_What the exercise asks_: Put the records into a two-column CSV with the header input,output and one row per record: the record's text in input and its answer in output. Each value goes in a single quoted field with line breaks turned into spaces. Begin at the start of the records and stop after the line that contains "[1263, 558]".

_Records for this exercise_:
%%

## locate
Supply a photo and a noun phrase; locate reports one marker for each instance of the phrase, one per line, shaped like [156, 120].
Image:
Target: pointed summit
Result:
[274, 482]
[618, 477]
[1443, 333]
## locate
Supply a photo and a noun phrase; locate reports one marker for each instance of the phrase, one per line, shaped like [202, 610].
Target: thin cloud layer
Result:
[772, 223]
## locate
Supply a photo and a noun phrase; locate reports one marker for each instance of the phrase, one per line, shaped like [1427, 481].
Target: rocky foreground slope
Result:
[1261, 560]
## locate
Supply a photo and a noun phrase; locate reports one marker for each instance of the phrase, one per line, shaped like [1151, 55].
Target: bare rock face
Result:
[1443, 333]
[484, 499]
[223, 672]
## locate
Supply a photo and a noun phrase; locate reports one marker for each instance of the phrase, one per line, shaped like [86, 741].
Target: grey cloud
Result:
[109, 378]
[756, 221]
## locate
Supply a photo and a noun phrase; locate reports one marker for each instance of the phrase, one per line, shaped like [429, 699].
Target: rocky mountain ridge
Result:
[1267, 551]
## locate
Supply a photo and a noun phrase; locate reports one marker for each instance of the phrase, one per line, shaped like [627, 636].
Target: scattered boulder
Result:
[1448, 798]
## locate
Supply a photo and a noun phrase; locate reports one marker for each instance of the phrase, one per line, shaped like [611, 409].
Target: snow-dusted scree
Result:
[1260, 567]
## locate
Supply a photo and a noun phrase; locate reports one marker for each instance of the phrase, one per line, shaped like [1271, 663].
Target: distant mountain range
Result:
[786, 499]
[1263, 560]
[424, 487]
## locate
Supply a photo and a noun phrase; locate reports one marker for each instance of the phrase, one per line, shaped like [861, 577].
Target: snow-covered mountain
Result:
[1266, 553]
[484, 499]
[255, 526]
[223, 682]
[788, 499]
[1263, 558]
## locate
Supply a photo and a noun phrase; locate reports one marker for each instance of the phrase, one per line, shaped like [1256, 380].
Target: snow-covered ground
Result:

%%

_In response_:
input,output
"## locate Supply a photo and a noun phrase; locate reports one marker for each instance of the phrase, one per line, shaped like [156, 120]. Image: Target: pointed summit Result:","[274, 482] [618, 477] [1443, 333]"
"## locate Supply a photo and a noun phrase; locate reports one marker for each instance of the phrase, one per line, shaped like [202, 610]. Target: thin cloud layer Result:","[772, 223]"
"## locate Supply a photo and a noun phrase; locate reports one marker for each instance of the phrase, one per line, shaped like [1427, 481]. Target: rocky foreground slope Result:","[1261, 560]"
"## locate Supply a photo and a noun phrase; locate reports one marker for each instance of the phrase, one per line, shaped like [1151, 55]. Target: bare rock face Result:","[1443, 333] [484, 499] [223, 672]"
"## locate Supply a photo and a noun phrase; locate reports one marker for each instance of the phrase, one per line, shaped like [86, 741]. Target: grey cloud Result:","[109, 378] [756, 221]"
"## locate Supply a photo and a noun phrase; locate reports one marker for each instance of the phrase, one per line, shaped like [429, 699]. Target: rocky mountain ridge Result:","[1267, 551]"
"## locate Supply a photo and a noun phrase; locate reports one marker for each instance of the phrase, one per line, shaped like [627, 636]. Target: scattered boulder Result:","[1448, 798]"
"## locate Supply a photo and a noun phrase; locate reports one marker for each instance of the phrase, one per line, shaped like [611, 409]. Target: snow-dusted scree Result:","[1260, 567]"
"## locate Supply a photo and a noun phrase; locate reports one marker for each instance of the phrase, one per line, shaped like [1271, 663]. Target: distant mountain range Result:","[786, 499] [1263, 560] [424, 487]"
"## locate Supply a photo and a noun phrase; locate reports one marker for each instance of the phrase, one per line, shaped like [861, 577]. Target: snow-covered mountain Result:","[1266, 553] [484, 499] [255, 526] [223, 682] [788, 499] [1263, 558]"